[TASK TO CARRY OUT] Restate word for word every line from the one containing "Task: pointing. Mark each instance of the ground" to the last line of the records below.

[DATASET RECORDS]
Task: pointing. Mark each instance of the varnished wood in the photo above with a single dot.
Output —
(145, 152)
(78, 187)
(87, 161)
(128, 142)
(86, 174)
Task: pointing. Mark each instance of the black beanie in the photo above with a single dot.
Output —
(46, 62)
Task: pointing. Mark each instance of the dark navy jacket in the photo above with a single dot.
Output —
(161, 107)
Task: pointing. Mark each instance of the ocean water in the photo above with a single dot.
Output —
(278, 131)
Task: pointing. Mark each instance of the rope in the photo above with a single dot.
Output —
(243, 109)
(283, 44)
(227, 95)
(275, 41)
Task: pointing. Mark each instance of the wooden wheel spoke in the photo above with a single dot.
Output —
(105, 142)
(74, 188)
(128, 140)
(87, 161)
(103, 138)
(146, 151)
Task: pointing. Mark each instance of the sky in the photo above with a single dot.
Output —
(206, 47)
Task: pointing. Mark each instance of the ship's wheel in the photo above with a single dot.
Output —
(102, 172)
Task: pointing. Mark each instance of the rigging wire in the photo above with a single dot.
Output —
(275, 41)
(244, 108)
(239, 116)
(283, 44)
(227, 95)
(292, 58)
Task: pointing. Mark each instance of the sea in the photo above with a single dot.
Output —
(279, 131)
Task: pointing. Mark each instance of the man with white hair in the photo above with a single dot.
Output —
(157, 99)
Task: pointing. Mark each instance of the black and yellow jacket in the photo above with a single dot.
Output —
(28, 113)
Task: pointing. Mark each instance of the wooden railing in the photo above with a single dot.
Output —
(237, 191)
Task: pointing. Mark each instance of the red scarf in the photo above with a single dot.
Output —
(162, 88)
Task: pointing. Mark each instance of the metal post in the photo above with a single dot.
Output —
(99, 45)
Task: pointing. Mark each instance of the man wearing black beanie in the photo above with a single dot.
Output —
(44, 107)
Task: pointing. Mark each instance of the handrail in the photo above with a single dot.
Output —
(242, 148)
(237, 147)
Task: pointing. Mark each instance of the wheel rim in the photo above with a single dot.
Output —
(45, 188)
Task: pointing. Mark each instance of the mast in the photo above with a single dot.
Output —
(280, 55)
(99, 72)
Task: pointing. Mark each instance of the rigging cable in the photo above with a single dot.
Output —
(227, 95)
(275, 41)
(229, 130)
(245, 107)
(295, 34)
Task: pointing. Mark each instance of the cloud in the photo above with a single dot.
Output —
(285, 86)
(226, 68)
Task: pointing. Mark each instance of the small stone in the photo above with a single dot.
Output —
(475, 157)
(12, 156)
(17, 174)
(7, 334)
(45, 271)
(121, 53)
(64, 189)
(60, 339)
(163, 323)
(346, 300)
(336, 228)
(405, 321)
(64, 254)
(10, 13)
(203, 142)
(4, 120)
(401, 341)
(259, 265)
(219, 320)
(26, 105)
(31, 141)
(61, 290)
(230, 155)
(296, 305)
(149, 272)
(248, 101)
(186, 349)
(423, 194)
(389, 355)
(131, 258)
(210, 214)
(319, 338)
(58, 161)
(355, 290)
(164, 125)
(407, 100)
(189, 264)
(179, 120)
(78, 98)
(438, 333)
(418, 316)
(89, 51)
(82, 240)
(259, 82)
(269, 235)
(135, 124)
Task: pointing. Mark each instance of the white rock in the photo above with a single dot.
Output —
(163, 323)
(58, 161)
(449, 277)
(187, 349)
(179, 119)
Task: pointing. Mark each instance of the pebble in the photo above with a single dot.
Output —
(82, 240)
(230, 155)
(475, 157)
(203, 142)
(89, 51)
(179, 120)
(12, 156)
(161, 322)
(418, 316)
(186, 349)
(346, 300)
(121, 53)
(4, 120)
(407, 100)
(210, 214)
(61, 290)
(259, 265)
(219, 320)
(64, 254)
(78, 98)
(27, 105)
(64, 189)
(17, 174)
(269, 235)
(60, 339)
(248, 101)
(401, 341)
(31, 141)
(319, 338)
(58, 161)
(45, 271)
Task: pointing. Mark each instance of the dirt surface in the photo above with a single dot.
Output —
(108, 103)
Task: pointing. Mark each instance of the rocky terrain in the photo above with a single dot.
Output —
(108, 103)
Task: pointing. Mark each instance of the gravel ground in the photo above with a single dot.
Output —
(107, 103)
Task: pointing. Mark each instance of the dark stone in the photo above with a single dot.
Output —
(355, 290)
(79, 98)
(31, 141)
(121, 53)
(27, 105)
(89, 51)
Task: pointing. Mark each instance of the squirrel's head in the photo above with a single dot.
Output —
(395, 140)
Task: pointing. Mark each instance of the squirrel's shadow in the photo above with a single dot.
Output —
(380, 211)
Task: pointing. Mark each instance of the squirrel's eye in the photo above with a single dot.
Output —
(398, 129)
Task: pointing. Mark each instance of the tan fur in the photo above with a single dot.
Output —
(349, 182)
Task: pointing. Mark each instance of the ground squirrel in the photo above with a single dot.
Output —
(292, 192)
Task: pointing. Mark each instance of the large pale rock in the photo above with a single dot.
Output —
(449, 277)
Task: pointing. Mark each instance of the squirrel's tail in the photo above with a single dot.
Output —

[FINISHED TASK]
Task: pointing. Mark each instance of the ground squirrel in the photo above with a single dot.
Output —
(292, 192)
Task: pointing. Mark each instance of the large pale rock in the photo above with a single dot.
Output —
(449, 277)
Task: pointing. Mark each instance of the squirrel's tail in the photo above with a single dot.
Output —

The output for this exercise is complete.